Directions: Skip the pictures and extract all of the lines exactly as written.

(Location identification entries)
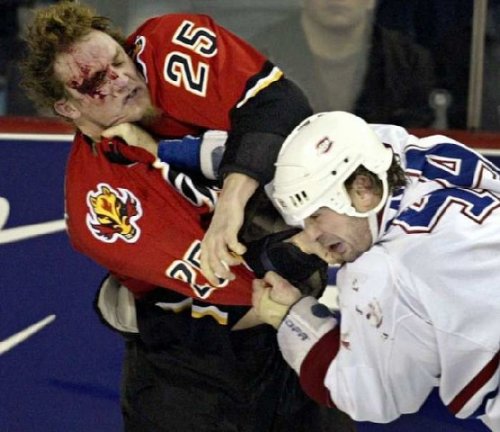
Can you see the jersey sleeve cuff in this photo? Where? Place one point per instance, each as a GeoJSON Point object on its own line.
{"type": "Point", "coordinates": [304, 325]}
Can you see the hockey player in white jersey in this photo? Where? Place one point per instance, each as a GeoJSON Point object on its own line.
{"type": "Point", "coordinates": [415, 224]}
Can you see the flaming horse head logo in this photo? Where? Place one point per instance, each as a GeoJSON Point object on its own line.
{"type": "Point", "coordinates": [113, 214]}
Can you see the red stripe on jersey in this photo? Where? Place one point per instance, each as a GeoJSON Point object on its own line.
{"type": "Point", "coordinates": [315, 365]}
{"type": "Point", "coordinates": [472, 388]}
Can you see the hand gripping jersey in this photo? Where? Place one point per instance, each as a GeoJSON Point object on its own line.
{"type": "Point", "coordinates": [421, 308]}
{"type": "Point", "coordinates": [144, 223]}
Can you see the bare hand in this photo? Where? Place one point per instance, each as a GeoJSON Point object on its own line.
{"type": "Point", "coordinates": [309, 245]}
{"type": "Point", "coordinates": [272, 298]}
{"type": "Point", "coordinates": [133, 135]}
{"type": "Point", "coordinates": [220, 248]}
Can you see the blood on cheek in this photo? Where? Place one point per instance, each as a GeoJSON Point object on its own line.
{"type": "Point", "coordinates": [92, 85]}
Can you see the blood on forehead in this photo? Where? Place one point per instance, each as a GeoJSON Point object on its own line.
{"type": "Point", "coordinates": [90, 69]}
{"type": "Point", "coordinates": [90, 82]}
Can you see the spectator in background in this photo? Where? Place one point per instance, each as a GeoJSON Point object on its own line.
{"type": "Point", "coordinates": [343, 60]}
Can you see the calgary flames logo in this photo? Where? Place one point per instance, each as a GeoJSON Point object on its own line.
{"type": "Point", "coordinates": [113, 214]}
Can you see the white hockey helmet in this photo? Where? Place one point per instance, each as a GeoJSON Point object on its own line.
{"type": "Point", "coordinates": [318, 157]}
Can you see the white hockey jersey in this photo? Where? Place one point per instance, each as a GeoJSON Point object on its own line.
{"type": "Point", "coordinates": [421, 308]}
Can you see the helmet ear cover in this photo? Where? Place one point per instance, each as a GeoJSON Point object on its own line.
{"type": "Point", "coordinates": [316, 160]}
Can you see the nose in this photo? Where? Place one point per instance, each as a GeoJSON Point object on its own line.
{"type": "Point", "coordinates": [118, 80]}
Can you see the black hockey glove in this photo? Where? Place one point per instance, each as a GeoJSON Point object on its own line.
{"type": "Point", "coordinates": [273, 252]}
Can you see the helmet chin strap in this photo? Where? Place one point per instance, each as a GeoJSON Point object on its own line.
{"type": "Point", "coordinates": [373, 225]}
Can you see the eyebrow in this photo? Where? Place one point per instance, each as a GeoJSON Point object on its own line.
{"type": "Point", "coordinates": [91, 84]}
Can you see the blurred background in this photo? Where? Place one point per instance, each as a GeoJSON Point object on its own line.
{"type": "Point", "coordinates": [424, 64]}
{"type": "Point", "coordinates": [418, 63]}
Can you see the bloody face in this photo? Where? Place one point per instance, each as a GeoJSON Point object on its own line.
{"type": "Point", "coordinates": [103, 85]}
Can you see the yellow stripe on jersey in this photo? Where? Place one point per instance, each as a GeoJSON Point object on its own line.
{"type": "Point", "coordinates": [213, 311]}
{"type": "Point", "coordinates": [261, 84]}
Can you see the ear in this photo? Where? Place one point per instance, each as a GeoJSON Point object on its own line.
{"type": "Point", "coordinates": [65, 108]}
{"type": "Point", "coordinates": [364, 194]}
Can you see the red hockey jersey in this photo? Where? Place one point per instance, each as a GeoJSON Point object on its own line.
{"type": "Point", "coordinates": [127, 215]}
{"type": "Point", "coordinates": [123, 212]}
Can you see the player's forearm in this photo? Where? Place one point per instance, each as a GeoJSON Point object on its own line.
{"type": "Point", "coordinates": [309, 341]}
{"type": "Point", "coordinates": [259, 128]}
{"type": "Point", "coordinates": [237, 189]}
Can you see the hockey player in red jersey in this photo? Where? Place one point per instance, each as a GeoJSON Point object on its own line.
{"type": "Point", "coordinates": [186, 367]}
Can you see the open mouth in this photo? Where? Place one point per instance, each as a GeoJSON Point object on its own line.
{"type": "Point", "coordinates": [338, 248]}
{"type": "Point", "coordinates": [131, 95]}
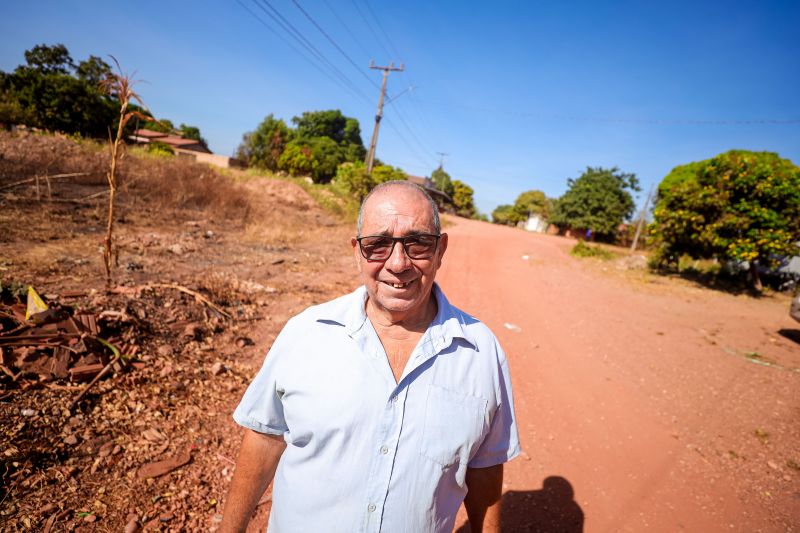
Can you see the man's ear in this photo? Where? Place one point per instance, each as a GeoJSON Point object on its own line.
{"type": "Point", "coordinates": [442, 248]}
{"type": "Point", "coordinates": [356, 252]}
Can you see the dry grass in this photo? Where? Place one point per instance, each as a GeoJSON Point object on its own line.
{"type": "Point", "coordinates": [155, 181]}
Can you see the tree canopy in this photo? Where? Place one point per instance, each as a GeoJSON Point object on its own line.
{"type": "Point", "coordinates": [739, 205]}
{"type": "Point", "coordinates": [528, 203]}
{"type": "Point", "coordinates": [599, 200]}
{"type": "Point", "coordinates": [462, 199]}
{"type": "Point", "coordinates": [52, 92]}
{"type": "Point", "coordinates": [319, 143]}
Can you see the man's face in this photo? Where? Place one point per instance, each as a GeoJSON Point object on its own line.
{"type": "Point", "coordinates": [399, 285]}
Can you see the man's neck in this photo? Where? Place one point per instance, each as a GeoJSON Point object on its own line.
{"type": "Point", "coordinates": [413, 321]}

Completed exercise:
Can you see the jersey sleeve cuff in this photo? Where? Place one point per instance, each as a GeoJSON Point object on its own line.
{"type": "Point", "coordinates": [304, 325]}
Can you see the hockey player in white jersey in this photo? Where? Place one point per instance, each as a GeoJSON Point object on its own line.
{"type": "Point", "coordinates": [415, 224]}
Can you see the flaming horse head logo in this photo? Where? Place one point per instance, each as a GeoJSON Point object on its own line.
{"type": "Point", "coordinates": [113, 214]}
Can you see the red stripe on jersey in this photo? Where? Place one point per instance, each as a GeoJSON Point object on its own line.
{"type": "Point", "coordinates": [315, 365]}
{"type": "Point", "coordinates": [472, 388]}
Can you see the hand gripping jersey in this photo? Where? Place one point per instance, each as a GeoJSON Point object on its own line.
{"type": "Point", "coordinates": [421, 308]}
{"type": "Point", "coordinates": [144, 223]}
Can you see the bare hand in this photo? Where? Place one point per instance, each as a GeoJSON Point object on its own line.
{"type": "Point", "coordinates": [309, 245]}
{"type": "Point", "coordinates": [272, 298]}
{"type": "Point", "coordinates": [133, 135]}
{"type": "Point", "coordinates": [220, 248]}
Can you see the blood on cheek in this photo? Where? Place one point per instance, each as a GeoJSON Point object on its own line.
{"type": "Point", "coordinates": [92, 85]}
Can you see the blood on forehead in this photo? Where? Place one point per instance, each as a GeoJSON Point object on its own line.
{"type": "Point", "coordinates": [90, 69]}
{"type": "Point", "coordinates": [90, 82]}
Can you see the spectator in background in this photo? Where? Place one point per instance, each as a GeoJSON Point object on its own line.
{"type": "Point", "coordinates": [343, 60]}
Can you see the calgary flames logo in this photo? Where? Place one point per instance, each as a GeoJSON Point object on its own line.
{"type": "Point", "coordinates": [113, 214]}
Can you see the white hockey helmet in this photo? Where? Place one point per instance, each as a GeoJSON Point object on its own line.
{"type": "Point", "coordinates": [318, 157]}
Can you see the white hockey jersey in this photo? Where? Place one point per instance, each as a GeoJSON Point object on its own line.
{"type": "Point", "coordinates": [421, 308]}
Can you see the helmet ear cover in this photo? Where? Place one point per instance, each as a GeoJSON Point object on its own line.
{"type": "Point", "coordinates": [316, 160]}
Can you see the nose in this photo? Where? Place one point per instance, each as a GeoJSON Point object on its own line.
{"type": "Point", "coordinates": [118, 80]}
Can you see the black hockey glove in this photo? Where? Place one point per instance, each as a GeoJSON Point object on its own line.
{"type": "Point", "coordinates": [273, 252]}
Can you see the helmet chin strap in this photo? Where? Place one point per instance, each as a GeoJSON Point object on its own line.
{"type": "Point", "coordinates": [373, 225]}
Can you see the eyebrow in this photo? Where? Place one point per instance, each as a GeoJSON Point object on its own line.
{"type": "Point", "coordinates": [91, 84]}
Can you see the blurred background in this photo? Where? Place one point per instance, each as a GeoJSON Point object on its own line.
{"type": "Point", "coordinates": [424, 64]}
{"type": "Point", "coordinates": [418, 63]}
Can you see the bloody face in this photo? Where? Place one point per instance, each as a GeoJSON Point object on its own line.
{"type": "Point", "coordinates": [103, 85]}
Can you see the yellow stripe on jersey in this photo? Where? Place one point per instance, each as a GeoJSON Point object on its own line.
{"type": "Point", "coordinates": [213, 311]}
{"type": "Point", "coordinates": [261, 84]}
Can you see the ear in this photo? Where? Place one point per instance, each as a GeoJSON Point object on its own line.
{"type": "Point", "coordinates": [65, 108]}
{"type": "Point", "coordinates": [364, 194]}
Can you see the red hockey jersey in this photo? Where? Place one point per instance, each as a GeoJSON Point object on its own line.
{"type": "Point", "coordinates": [127, 215]}
{"type": "Point", "coordinates": [123, 212]}
Can you see the player's forearm in this photo? Where? Place one point per instance, each as a GeoJSON Point object on its own line.
{"type": "Point", "coordinates": [309, 341]}
{"type": "Point", "coordinates": [259, 128]}
{"type": "Point", "coordinates": [237, 189]}
Can you see the hockey player in red jersey in this photo? Where? Place one point per instance, each as a GeoJSON Point object on its own line.
{"type": "Point", "coordinates": [186, 367]}
Can you see the open mouth in this photo? Where? Place one point per instance, each as a GeoJSON Point object on its own line.
{"type": "Point", "coordinates": [338, 248]}
{"type": "Point", "coordinates": [131, 95]}
Can you see the man's ear in this photo? Where? Place one point per instance, each as a GeoJSON Point object on its own line.
{"type": "Point", "coordinates": [442, 248]}
{"type": "Point", "coordinates": [356, 252]}
Can you see the dry grass in this photo? Where? Place one point per instance, each as a GeoJSON Point object on its own line.
{"type": "Point", "coordinates": [155, 181]}
Can you see the tree canopy in this photo? Where? Place one point per instance, each as a GeoJSON Point object on its own line.
{"type": "Point", "coordinates": [739, 205]}
{"type": "Point", "coordinates": [528, 203]}
{"type": "Point", "coordinates": [599, 200]}
{"type": "Point", "coordinates": [462, 199]}
{"type": "Point", "coordinates": [52, 92]}
{"type": "Point", "coordinates": [319, 143]}
Can you see the man's face in this photo? Where? Place one point per instance, each as a GeoJSON Point object on its own line.
{"type": "Point", "coordinates": [399, 285]}
Can you see the man's neck in this photo? Where? Place one point per instance, each as a GeoJSON Point object on its own line.
{"type": "Point", "coordinates": [413, 321]}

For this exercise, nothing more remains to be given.